◆ How to complete this task
Every line from the one containing "cornice molding and record the coordinates." to the end of the records below, written out word for word, is the whole answer.

◆ Given entries
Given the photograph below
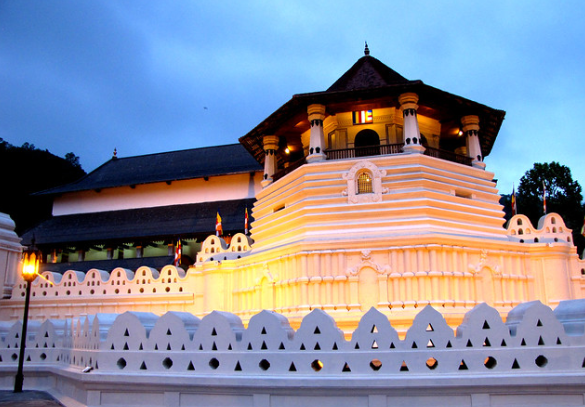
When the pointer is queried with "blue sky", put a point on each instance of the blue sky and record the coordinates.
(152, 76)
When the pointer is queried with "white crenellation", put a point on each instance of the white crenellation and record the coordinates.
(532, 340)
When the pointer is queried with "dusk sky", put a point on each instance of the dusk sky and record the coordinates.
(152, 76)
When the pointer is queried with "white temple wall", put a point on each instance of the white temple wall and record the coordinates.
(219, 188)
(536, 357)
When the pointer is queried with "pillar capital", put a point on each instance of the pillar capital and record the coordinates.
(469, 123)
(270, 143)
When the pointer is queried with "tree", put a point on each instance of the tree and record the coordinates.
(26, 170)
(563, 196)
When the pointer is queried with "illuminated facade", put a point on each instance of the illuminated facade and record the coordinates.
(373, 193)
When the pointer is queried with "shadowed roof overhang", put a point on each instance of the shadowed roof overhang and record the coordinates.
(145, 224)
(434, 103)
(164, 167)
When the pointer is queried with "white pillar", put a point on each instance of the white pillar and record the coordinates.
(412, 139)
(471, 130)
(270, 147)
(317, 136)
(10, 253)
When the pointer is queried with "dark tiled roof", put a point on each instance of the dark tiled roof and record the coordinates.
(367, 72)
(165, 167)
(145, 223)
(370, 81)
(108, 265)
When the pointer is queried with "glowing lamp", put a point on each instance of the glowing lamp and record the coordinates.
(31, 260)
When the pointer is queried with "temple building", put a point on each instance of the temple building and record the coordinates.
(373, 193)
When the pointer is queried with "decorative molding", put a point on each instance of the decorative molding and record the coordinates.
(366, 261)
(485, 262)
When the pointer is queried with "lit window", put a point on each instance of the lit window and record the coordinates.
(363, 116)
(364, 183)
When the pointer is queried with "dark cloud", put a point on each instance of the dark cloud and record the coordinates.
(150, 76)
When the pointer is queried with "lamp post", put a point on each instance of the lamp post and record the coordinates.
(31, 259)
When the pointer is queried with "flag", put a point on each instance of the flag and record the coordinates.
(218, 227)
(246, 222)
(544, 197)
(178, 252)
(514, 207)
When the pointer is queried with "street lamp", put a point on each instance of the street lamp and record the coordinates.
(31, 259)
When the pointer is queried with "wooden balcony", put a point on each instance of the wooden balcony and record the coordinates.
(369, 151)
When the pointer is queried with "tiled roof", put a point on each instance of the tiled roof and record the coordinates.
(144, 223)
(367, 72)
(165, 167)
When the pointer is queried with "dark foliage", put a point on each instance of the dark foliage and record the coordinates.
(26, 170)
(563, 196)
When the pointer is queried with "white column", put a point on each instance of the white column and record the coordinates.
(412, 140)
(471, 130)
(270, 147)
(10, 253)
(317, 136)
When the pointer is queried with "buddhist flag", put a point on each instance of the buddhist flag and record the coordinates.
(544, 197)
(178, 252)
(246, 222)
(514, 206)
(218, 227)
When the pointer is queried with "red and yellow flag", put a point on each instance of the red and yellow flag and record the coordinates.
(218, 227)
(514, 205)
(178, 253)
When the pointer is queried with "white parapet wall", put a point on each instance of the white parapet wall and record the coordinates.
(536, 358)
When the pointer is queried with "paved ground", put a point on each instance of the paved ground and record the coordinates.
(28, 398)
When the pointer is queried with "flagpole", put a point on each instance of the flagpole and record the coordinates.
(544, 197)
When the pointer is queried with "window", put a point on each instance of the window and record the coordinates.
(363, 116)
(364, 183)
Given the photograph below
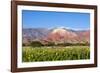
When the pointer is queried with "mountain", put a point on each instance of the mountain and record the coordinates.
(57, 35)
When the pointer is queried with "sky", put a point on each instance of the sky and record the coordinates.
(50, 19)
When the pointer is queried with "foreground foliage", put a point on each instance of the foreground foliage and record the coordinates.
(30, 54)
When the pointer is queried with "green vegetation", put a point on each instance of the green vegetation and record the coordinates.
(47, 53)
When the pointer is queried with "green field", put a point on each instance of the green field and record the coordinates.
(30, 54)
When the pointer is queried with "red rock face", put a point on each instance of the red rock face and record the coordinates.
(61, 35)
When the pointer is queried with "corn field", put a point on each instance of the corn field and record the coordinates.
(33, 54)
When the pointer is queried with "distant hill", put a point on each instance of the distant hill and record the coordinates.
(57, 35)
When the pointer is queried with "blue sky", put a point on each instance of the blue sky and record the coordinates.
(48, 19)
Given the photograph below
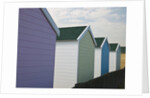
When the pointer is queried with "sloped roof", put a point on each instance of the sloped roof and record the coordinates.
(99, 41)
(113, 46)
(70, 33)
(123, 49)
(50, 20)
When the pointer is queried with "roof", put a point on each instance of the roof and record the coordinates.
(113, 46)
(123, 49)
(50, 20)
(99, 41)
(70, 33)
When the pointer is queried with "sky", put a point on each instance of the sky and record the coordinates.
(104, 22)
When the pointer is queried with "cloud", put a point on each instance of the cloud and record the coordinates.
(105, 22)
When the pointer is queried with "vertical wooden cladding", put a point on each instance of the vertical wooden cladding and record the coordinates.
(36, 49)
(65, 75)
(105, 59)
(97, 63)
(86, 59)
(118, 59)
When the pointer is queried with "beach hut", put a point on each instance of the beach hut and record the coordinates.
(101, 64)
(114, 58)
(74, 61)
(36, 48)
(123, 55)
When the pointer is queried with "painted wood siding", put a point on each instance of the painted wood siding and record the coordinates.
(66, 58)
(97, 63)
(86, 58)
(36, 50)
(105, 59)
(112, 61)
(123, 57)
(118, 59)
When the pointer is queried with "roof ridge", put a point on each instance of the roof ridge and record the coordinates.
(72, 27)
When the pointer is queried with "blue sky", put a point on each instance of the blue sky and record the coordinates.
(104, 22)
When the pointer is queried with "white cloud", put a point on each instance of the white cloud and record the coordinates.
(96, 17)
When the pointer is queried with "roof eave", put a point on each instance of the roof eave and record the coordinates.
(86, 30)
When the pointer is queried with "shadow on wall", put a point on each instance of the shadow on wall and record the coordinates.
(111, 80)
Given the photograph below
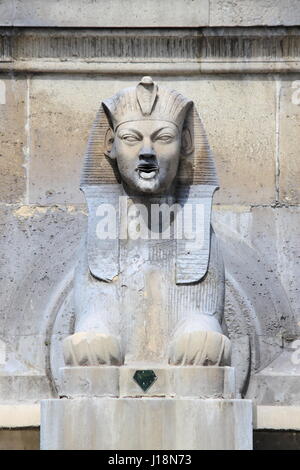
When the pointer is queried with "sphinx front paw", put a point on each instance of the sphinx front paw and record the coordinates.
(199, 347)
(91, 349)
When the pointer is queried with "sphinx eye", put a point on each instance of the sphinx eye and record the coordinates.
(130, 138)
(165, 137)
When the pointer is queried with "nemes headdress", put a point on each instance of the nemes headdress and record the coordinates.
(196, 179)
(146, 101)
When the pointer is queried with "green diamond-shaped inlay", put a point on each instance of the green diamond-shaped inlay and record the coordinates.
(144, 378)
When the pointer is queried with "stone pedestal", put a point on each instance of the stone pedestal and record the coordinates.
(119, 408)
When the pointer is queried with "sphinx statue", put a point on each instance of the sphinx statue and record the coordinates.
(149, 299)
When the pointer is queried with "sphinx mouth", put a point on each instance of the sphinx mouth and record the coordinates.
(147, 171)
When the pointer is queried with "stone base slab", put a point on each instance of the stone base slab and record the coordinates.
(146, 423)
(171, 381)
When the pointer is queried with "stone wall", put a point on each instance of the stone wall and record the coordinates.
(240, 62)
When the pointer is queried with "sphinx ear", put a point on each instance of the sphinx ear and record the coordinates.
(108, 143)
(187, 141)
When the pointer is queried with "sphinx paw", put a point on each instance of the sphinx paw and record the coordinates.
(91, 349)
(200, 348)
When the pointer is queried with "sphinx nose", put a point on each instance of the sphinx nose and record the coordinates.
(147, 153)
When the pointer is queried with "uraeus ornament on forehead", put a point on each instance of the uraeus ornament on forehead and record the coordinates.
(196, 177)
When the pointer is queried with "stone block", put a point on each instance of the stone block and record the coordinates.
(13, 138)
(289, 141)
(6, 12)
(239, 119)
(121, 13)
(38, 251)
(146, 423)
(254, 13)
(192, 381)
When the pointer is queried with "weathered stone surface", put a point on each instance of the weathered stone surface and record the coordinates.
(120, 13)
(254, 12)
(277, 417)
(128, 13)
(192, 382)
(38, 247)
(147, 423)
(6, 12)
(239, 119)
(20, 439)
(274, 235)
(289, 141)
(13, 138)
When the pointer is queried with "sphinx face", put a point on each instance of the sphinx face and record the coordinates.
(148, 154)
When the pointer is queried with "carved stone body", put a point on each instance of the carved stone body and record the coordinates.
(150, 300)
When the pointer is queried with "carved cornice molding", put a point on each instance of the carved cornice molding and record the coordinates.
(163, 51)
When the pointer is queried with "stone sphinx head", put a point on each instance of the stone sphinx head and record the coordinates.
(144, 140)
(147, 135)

◆ The answer
When the pointer is queried with "carved cornice molding", put a point on each instance of the carved cornice molding and record the coordinates.
(163, 51)
When the pointer is queried with "stone sphinx head", put a point on each instance of the stone sphinx head and record the coordinates.
(144, 140)
(147, 135)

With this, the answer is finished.